**Required tasks**
1 - Name every person who appears in the passage on radar sensor alignment, giving surnames only.
2 - In the passage on radar sensor alignment, what happens to the delay of the returning wave's peak when the radar is misaligned towards the ground?
3 - Pick up the passage on radar sensor alignment after its final sentence and carry it forward.

**Text passage**
BEGIN

The alignment problem can be treated purely as a mechanical problem described in [77]. In that case, it may be assumed that it is sufficient to measure the position of the radar with precise measurement equipment and either physically correct the position or compensate for the misalignment angle in the sensor software. As Abou-Jaoude points out in [64], that method requires the disassembly of any part that may cover the radar, and it will not be able to detect or compensate for misalignment caused by the fascia or squint of the antenna.

4.2. Dynamic Alignment

Dynamic alignment requires the continuous unsupervised operation of the algorithm, and to satisfy functional safety standards, it should be used to maintain high accuracy for radar detections in the lifetime of the sensor [12]. The further part of this subsection shows an overview of dynamic alignment algorithms categorised by the requirement for an additional accelerometer sensor and independence from measurement devices other than radar.

4.2.1. Accelerometer-Based Dynamic Alignments

Preston and Olmstead submitted a patent application for alignment methods based on 3D accelerometers mounted on radars and a vehicle frame to determine the misalignment angle based on the difference between acceleration vectors [78]. More straightforward implementations of alignment with inertial sensors are described in [79] for generic front sensors and in [80] for a front radar. In [81], Steinbuch and Schnabel describe an invention capable of changing the direction of an antenna’s emission to compensate for misalignment. The relatively low cost, size and accuracy of modern accelerometers could—with additional signal filtration—provide high accuracy in alignment estimation. The drawback of these accelerometer-based or IMU-based methods is that they require the precise mounting of accelerometers on radars and calibration performed on each sensor to ensure that they provide correct measurements relative to the radar body. In the case of radar-accelerometer mounting, it could be performed as part of radar manufacturing. The acceleration sensor mounted on the vehicle frame would still need to be calibrated during vehicle assembly, which could increase the cost of production.

4.2.2. Radar Measurement-Based Dynamic Alignments

While the methods described in other subsections use external sensors, equipment and road information, it is possible to estimate the misalignment angle of a sensor based solely on radar measurements. Depending on the radar design, some measurements may provide more accurate data than others. Those differences between radar types require a careful selection of the methods used for alignment.

In cases where the radar cannot determine the elevation angle of objects or the accuracy of the elevation angle is subpar, the method described in [82] can be used. It is based on a delay in the received wave amplitude from the ground reflection. In cases where the radar is misaligned towards the ground, the delay in the returning wave’s peak is shorter. Based on the difference in the delay observed in an adequately aligned sensor, it is possible to estimate the direction of misalignment. Although this method does not require radar detections to work, it is necessary to consider that the precise measurement of the delay may not be available in every radar design.

Another group of algorithms uses range and azimuth measurements to calculate misalignment based on trigonometric dependencies. In [83], Ameen and Ryan use detections of other moving vehicles observed in two instances of time to estimate misalignment. Kim’s method, described in [84], uses a target in a common field of view with two radars and only requires range measurements. Another approach, presented in [85], is to observe a stationary track and use its range and azimuth measurements collected at different times. In the case of this method, it is crucial to ensure that the measurements used are taken when the ego vehicle travelled a significant distance. Otherwise, if the measurements are taken close to each other, it may be difficult to find unique solutions to the equations. Algorithms based on two radar measurements require the observation of a target in the common field of view. The overlapping view may not be wide enough to provide such observations, especially considering that both sensors should be able to pinpoint an exact point on the target reported by the other radar. One of the reasons for the inaccuracies of algorithms in this group is that everyday objects in the surroundings have complex geometry, and depending on the perspective of the radar, they reflect radar waves in different locations. This causes the common target not to be in the exact location, contributing to the estimation error.

END

**Source material**
BEGIN

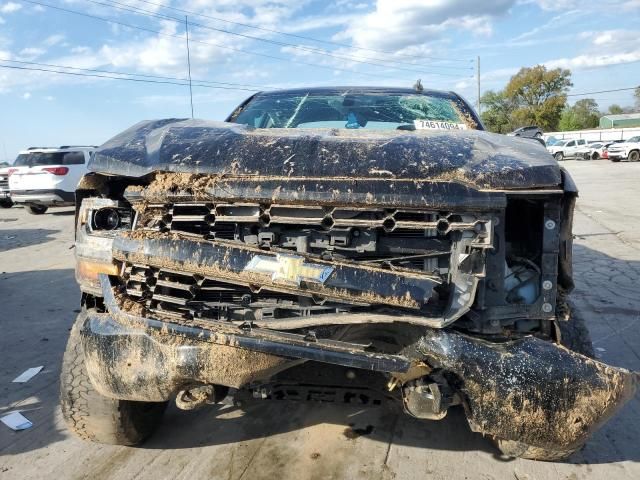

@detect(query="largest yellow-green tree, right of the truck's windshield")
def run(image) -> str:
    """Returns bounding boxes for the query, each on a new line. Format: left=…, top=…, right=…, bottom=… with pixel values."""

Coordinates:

END

**Responses by item number**
1 - Abou-Jaoude, Preston, Olmstead, Steinbuch, Schnabel, Ameen, Ryan, Kim

2 - The delay becomes shorter.

3 -
The output of the tracking algorithms can be used instead of using direct radar measurements that may not be accurate. In [86], the trajectory of a tracked object is compared to the trajectory of an ego vehicle. The differences between the two can be used to estimate the misalignment angle of a sensor. Another approach is used in [87], where the algorithm uses the tracking states of two radars observing the same object to determine the angles of misalignment.

Misalignment angles can be calculated based on the difference between the known ego-vehicle velocity vector and the perceived motion estimated based on stationary targets surrounding the radar. Such methods are presented in [88,89], where azimuth and range-rate measurements from multiple detections are used to estimate the sensor velocity vector. In [90], additional information from the gyroscope is used to jointly align the radar and vehicle odometry. In [91], the target velocity vector is calculated for objects in the common FoV of two radars, and the difference between two observed velocity vectors is used to estimate misalignment.

The next group of alignment estimation methods uses Doppler velocity with spatial measurements. The method for estimating the calibration matrix that eliminates spatial inaccuracies of detections is described in [92]. The finding of alignment angles can be solved by minimising errors in the range-rate equation, Equation (12), with [93] or [94]. High-precision sensors with azimuth and elevation measurements enable the use of the method described in [95] to estimate azimuth and elevation misalignment with a correction factor for the measured vehicle velocity. This method is extended with the roll angle misalignment estimation in [96]. If given enough stationary detections, algorithms from this group may provide an accurate and instantaneous estimate. Depending on the selected method, the algorithm may be computationally expensive and unsuitable for computation using embedded processors. Nonlinear optimisation may be sensitive to data inaccuracies. Problems may arise when the algorithm, accidentally, is given slow-moving objects or detections with a low angular accuracy instead of stationary detections.

4.3. Track Alignment

Track-alignment algorithms strongly resemble dynamic-alignment algorithms, as both must be executed on the radar or vehicle ECU. Many dynamic-alignment algorithms could be modified to consider predefined environmental patterns in order to provide a higher estimation accuracy in a shorter time. For example, it could be easy to recognise shapes made of corner reflectors or barriers/targets that are guaranteed to form straight lines along the vehicle trajectory [97]. The method described in [98] is based on the geometry of the surrounding barriers that need to form a line parallel to the road surface in order to determine the vertical misalignment of the sensor. Although the authors claim that the method is unsupervised, the input data selection criteria are not described in detail. This leads to the conclusion that, for example, inclined barriers may pose a problem for the algorithm, making it only suitable for specific roads. With a proper road target setup, the accuracy and time to provide a high-precision estimation of misalignment angles could outperform dynamic alignment. However, the required space for calibration setup may be infeasible in most use cases.

4.4. Post-Factum Alignment

Some alignment methods require complex computations that are too computationally expensive to be performed on an embedded processor or require the storage of radar measurements for a considerable period. Although they are not fit to be part of radar devices or alignment equipment, they may provide more accurate alignment angles that could be used as reference values for data analysis and development.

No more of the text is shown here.